* START Task material *
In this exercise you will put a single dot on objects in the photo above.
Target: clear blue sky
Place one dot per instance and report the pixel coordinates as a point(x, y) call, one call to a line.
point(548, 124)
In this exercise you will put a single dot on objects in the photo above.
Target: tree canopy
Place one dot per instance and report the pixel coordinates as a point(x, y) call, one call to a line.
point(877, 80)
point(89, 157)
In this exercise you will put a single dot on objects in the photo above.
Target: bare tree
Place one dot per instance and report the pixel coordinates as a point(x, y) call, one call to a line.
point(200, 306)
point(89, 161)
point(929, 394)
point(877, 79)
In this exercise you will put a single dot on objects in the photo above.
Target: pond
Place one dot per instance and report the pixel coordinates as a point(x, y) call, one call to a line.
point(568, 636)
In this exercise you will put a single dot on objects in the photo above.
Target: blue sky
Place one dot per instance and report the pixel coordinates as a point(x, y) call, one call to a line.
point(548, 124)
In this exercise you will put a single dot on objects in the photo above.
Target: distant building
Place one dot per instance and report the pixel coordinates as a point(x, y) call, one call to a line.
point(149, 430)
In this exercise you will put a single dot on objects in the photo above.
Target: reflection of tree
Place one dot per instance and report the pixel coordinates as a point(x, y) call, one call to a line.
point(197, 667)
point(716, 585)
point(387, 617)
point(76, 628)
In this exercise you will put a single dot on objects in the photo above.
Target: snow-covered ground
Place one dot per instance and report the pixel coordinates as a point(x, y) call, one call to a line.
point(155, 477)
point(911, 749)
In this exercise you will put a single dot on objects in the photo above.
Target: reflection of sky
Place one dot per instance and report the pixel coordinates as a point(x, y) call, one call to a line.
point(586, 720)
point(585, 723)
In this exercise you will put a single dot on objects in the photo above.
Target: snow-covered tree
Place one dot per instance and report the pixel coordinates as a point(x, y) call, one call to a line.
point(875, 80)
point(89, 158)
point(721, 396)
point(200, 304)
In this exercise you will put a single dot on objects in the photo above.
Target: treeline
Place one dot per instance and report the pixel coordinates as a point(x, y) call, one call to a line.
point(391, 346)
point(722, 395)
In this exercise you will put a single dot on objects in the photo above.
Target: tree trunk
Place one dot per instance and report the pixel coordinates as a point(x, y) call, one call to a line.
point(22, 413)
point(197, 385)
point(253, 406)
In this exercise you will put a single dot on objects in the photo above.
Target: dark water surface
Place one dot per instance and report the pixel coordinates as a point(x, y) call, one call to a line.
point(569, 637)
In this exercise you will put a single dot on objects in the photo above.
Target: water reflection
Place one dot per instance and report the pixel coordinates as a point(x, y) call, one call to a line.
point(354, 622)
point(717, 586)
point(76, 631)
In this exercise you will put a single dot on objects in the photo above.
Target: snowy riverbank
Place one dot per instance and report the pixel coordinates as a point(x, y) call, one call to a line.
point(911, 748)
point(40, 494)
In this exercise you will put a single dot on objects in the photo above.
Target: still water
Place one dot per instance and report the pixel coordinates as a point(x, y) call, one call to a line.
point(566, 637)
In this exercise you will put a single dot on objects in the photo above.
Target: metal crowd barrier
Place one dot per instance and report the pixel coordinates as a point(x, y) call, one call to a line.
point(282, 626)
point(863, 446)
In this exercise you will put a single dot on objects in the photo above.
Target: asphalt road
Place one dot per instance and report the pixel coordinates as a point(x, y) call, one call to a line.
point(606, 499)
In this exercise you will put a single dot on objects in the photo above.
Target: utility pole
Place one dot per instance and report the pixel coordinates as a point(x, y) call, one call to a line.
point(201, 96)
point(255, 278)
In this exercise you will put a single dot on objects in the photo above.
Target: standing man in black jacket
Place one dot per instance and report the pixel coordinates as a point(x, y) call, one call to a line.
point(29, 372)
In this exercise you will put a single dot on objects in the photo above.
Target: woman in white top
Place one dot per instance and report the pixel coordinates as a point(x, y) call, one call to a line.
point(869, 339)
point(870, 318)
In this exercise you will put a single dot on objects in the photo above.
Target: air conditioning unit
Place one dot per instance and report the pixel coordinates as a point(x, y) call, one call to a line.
* END Task material *
Task: Reproduce the data from the start through the line containing "point(877, 79)", both ends included, with the requests kept in full. Multiply every point coordinate in the answers by 1.15 and round to whole numbers, halves up.

The response:
In this exercise you will put a single dot on objects in the photo above.
Target: clear blue sky
Place one dot per instance and report the pixel coordinates as a point(x, y) call, one call to a line.
point(630, 143)
In this exercise you will put a single dot on objects in the photo above.
Target: tree canopy
Place one dot per instance and report the pixel coordinates as a point(x, y) call, one call to a line.
point(1009, 92)
point(102, 181)
In this exercise you will put a single dot on objects in the photo above.
Target: bare tree
Place one dot per instance and report the pixel coordinates as a point(x, y) call, one call to a line.
point(230, 352)
point(102, 185)
point(1068, 453)
point(1009, 91)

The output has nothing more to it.